··· PASSAGE FOR REVIEW
I'm Jiateng Liu (刘嘉腾), a second-year Ph.D student at the University of Illinois Urbana-Champaign (UIUC) under the guidance of Prof. Heng Ji. Previously, I have spent two years in the group to earn my Master of Science degree. I earned my bachelor's degree in Computer Science from Zhejiang University. I have been fortunate to intern at Amazon as a applied scientist intern (Summer 2025) and Adobe Research as a research scientist intern (Summer 2026).
My research sits at the intersection of the Science of Large Models and their most exciting Applications. I began my research journey driven by a desire to understand how large models represent and propagate knowledge. But as foundation models have grown dramatically more powerful, I find myself increasingly drawn toward a different question: now that the base capability is here, what incredible new worlds can AI march into? The frontier is no longer just about making models better in the abstract—it's about deploying them and make them generalizable in rich, complex environments that were simply out of reach before: real-world business policies, physical assembly, and professional computer use My work reflects this shift: grounded in scientific rigor, yet pulled forward by the sheer breadth of what is suddenly possible.
Science: Understanding the internal mechanics of large models, how (multimodal) knowledge is stored, updated, and sometimes distorted, this gives us the leverage to build systems we can trust. I care about interpretability and robustness as foundations, not afterthoughts.
······
··· RAW DATA
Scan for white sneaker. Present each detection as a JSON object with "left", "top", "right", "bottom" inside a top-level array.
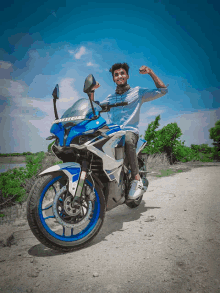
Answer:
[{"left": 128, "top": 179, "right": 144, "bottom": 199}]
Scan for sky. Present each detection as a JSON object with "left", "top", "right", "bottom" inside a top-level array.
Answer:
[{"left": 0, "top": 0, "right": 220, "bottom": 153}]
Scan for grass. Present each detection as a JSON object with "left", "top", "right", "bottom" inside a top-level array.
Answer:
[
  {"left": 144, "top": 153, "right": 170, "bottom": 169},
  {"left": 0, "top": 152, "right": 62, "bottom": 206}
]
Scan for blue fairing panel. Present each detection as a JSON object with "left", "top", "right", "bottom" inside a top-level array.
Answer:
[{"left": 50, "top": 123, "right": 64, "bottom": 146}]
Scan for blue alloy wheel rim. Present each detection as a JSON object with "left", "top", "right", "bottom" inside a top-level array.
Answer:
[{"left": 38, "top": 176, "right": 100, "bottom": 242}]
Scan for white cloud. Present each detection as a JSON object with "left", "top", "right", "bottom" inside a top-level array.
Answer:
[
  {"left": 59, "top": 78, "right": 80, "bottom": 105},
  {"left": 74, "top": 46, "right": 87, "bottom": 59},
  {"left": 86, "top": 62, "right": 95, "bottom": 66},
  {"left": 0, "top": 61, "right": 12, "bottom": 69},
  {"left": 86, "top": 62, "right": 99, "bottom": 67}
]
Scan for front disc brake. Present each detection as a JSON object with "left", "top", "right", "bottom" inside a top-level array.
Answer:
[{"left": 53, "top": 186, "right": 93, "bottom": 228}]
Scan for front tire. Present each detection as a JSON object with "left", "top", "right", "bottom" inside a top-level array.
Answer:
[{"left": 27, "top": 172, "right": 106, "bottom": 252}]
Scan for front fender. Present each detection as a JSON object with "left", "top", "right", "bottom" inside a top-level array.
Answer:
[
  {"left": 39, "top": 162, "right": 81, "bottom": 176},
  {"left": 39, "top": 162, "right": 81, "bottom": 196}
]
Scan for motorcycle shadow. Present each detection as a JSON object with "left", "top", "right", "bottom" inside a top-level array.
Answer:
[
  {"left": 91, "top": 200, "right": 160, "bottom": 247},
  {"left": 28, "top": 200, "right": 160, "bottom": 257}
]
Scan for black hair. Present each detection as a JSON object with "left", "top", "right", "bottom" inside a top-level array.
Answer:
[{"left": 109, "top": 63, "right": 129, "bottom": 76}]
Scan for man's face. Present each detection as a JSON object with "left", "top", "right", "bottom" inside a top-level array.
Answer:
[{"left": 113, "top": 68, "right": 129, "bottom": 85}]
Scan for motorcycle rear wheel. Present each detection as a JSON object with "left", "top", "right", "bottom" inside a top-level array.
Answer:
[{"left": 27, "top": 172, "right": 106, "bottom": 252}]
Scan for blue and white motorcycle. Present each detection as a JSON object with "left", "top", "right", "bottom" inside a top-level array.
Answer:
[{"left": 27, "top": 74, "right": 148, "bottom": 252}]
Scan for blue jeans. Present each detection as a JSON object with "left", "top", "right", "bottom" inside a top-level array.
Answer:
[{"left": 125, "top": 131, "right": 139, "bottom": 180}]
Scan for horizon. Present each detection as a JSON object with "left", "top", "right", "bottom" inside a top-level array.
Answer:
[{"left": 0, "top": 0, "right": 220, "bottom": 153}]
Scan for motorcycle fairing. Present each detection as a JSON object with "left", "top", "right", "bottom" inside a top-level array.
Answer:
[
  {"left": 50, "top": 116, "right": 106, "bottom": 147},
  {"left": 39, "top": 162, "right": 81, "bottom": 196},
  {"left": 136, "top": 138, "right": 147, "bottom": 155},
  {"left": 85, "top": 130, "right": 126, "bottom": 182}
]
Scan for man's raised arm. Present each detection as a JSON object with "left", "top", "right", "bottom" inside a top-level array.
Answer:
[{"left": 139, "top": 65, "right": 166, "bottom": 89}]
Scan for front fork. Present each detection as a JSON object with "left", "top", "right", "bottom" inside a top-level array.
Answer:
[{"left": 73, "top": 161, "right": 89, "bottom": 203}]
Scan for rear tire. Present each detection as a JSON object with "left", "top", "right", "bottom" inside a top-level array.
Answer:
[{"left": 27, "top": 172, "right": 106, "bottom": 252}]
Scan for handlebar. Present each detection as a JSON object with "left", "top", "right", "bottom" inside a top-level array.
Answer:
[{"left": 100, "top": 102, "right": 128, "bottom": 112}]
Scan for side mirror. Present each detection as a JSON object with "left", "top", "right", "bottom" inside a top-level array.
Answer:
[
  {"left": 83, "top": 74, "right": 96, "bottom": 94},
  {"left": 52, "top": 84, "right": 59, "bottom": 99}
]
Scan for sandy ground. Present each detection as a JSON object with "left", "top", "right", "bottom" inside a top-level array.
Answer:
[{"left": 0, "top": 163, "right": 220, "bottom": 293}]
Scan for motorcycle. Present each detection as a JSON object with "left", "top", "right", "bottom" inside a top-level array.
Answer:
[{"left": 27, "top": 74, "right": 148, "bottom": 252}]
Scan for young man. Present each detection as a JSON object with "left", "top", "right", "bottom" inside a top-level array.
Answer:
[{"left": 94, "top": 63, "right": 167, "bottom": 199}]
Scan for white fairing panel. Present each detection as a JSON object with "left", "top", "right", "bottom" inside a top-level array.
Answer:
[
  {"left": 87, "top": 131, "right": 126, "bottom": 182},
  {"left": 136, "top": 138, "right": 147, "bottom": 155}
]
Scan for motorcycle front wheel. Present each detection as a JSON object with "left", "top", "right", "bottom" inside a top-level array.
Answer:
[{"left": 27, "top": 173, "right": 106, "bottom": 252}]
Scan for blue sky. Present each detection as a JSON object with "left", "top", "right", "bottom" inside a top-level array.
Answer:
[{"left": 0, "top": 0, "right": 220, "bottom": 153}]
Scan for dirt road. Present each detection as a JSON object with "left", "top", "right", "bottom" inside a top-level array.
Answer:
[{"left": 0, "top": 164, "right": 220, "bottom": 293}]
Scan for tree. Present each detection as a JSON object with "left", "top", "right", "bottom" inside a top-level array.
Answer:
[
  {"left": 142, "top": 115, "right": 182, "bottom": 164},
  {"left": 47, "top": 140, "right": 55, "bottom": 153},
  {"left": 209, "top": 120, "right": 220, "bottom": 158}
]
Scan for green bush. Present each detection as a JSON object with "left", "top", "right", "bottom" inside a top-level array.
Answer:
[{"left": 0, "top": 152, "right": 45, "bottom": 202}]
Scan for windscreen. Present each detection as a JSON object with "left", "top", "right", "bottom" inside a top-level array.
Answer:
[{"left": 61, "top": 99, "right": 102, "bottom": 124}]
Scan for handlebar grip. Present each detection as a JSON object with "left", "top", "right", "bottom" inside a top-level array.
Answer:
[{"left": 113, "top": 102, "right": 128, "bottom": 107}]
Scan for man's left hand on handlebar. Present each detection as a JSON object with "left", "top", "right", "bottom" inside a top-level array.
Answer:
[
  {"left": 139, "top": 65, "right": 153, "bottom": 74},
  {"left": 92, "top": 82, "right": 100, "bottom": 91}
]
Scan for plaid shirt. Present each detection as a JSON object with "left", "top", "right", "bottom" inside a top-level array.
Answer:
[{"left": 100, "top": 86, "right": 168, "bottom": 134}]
······
TASK ITEM -> Copy out the part of the personal introduction that opens with the words containing "I'm Jiateng Liu" and closes with "intern (Summer 2026).", substituting "third-year" for "second-year".

FINAL ANSWER ->
I'm Jiateng Liu (刘嘉腾), a third-year Ph.D student at the University of Illinois Urbana-Champaign (UIUC) under the guidance of Prof. Heng Ji. Previously, I have spent two years in the group to earn my Master of Science degree. I earned my bachelor's degree in Computer Science from Zhejiang University. I have been fortunate to intern at Amazon as a applied scientist intern (Summer 2025) and Adobe Research as a research scientist intern (Summer 2026).